* **About this exercise**
Word for word, transcribe all of the records.

Data excerpts
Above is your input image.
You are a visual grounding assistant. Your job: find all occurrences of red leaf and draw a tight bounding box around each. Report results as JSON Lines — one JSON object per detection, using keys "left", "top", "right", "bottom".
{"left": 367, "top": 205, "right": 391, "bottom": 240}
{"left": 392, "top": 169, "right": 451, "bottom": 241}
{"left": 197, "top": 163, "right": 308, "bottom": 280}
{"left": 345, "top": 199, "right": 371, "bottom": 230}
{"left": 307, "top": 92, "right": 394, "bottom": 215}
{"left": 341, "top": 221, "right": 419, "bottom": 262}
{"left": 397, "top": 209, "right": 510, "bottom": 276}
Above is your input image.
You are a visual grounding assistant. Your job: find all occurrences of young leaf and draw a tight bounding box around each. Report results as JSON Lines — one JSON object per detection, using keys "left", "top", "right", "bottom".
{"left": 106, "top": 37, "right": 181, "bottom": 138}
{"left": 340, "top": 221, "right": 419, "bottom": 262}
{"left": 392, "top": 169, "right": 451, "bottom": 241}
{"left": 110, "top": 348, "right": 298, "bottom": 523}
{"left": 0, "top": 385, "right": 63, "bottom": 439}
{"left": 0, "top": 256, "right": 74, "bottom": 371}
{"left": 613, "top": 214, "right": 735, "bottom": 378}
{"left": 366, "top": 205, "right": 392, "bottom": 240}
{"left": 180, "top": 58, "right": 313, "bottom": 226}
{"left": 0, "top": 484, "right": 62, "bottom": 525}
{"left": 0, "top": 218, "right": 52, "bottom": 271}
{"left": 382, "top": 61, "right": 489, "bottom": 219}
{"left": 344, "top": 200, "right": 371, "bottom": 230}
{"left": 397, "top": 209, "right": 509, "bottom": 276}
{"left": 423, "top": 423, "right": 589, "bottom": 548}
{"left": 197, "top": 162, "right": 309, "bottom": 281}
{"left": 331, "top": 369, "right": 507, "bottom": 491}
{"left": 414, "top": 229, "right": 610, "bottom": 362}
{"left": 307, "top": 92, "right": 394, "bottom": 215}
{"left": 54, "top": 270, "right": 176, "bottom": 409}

* **Answer box**
Above is your input image.
You are a visual grounding assistant. Your job: find all occurrences of red leaf and draw a tight bounding box around each. Report results as JSON Lines — one JSON object per detection, using keys "left", "top", "right", "bottom".
{"left": 367, "top": 205, "right": 391, "bottom": 240}
{"left": 392, "top": 169, "right": 451, "bottom": 241}
{"left": 197, "top": 163, "right": 308, "bottom": 280}
{"left": 345, "top": 199, "right": 371, "bottom": 230}
{"left": 307, "top": 92, "right": 394, "bottom": 215}
{"left": 341, "top": 221, "right": 419, "bottom": 262}
{"left": 397, "top": 209, "right": 510, "bottom": 276}
Above is your input image.
You are a visual grounding assistant. Your job: find all occurrences of young leaf and draw a tight bounding box around each. Report results as JSON Lines — one JSON object per detection, using keys "left", "top", "right", "bottom".
{"left": 106, "top": 37, "right": 181, "bottom": 138}
{"left": 340, "top": 221, "right": 419, "bottom": 262}
{"left": 392, "top": 169, "right": 451, "bottom": 241}
{"left": 110, "top": 348, "right": 298, "bottom": 523}
{"left": 0, "top": 385, "right": 63, "bottom": 439}
{"left": 0, "top": 256, "right": 74, "bottom": 371}
{"left": 613, "top": 214, "right": 735, "bottom": 378}
{"left": 366, "top": 205, "right": 392, "bottom": 240}
{"left": 180, "top": 58, "right": 313, "bottom": 226}
{"left": 0, "top": 484, "right": 62, "bottom": 525}
{"left": 0, "top": 218, "right": 52, "bottom": 271}
{"left": 382, "top": 61, "right": 489, "bottom": 219}
{"left": 344, "top": 200, "right": 371, "bottom": 230}
{"left": 397, "top": 209, "right": 509, "bottom": 276}
{"left": 423, "top": 423, "right": 589, "bottom": 548}
{"left": 197, "top": 162, "right": 309, "bottom": 281}
{"left": 331, "top": 369, "right": 507, "bottom": 491}
{"left": 414, "top": 229, "right": 610, "bottom": 362}
{"left": 307, "top": 92, "right": 394, "bottom": 215}
{"left": 54, "top": 270, "right": 176, "bottom": 409}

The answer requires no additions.